## WHAT THE TASK ASKS
Locate every line in the records below that contains the word "Reply", and copy each such line.

(begin)

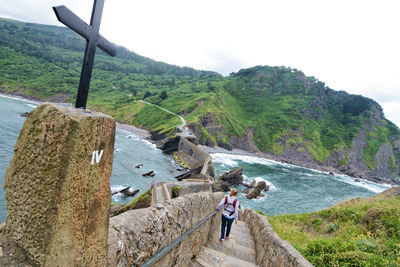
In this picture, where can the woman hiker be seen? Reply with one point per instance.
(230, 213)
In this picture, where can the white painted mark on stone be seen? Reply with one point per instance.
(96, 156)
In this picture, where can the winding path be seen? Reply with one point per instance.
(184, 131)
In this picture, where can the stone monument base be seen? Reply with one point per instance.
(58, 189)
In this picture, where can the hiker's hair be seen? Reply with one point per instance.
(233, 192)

(end)
(begin)

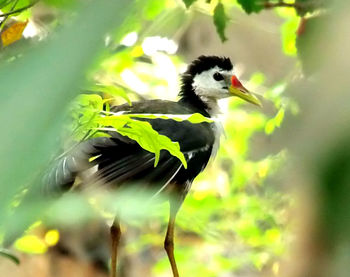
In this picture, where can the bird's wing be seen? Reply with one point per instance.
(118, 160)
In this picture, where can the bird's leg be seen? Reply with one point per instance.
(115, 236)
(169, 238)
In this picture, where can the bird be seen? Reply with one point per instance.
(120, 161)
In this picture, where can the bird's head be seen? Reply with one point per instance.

(end)

## THE RESULT
In this picture, where can the woman hiker be seen? Reply with one point per instance.
In this picture, where can the white painted mark on stone be seen? Reply with one point per instance.
In this picture, where can the winding path be seen? Reply with one point per instance.
In this picture, where can the stone monument base be seen? Reply with one point per instance.
In this picture, where can the hiker's hair be seen? Reply with one point per instance.
In this picture, where can the bird's wing be seen? Reply with one point per instance.
In this picture, where can the bird's leg be seen? Reply with one point per instance.
In this picture, where can the bird be seen? Reply with one point per instance.
In this picture, where can the bird's head be seen? Reply with one point per instance.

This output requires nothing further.